→ Exercise prompt: Using the listing, copy each whole line that features "even".

→ Records for the exercise:
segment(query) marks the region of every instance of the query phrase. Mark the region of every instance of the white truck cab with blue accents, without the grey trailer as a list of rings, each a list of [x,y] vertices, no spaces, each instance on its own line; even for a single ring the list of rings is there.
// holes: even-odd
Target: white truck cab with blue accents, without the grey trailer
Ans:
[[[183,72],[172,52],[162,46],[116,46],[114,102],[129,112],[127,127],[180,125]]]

→ Response to this exercise:
segment(query) marks the region of every instance of the query phrase. Mark the region of every instance of the white truck cab with blue accents, without the grey trailer as a list of rings, each a list of [x,y] vertices, no spaces, each instance on its own line; even for a single ring the list of rings is there.
// holes: even-odd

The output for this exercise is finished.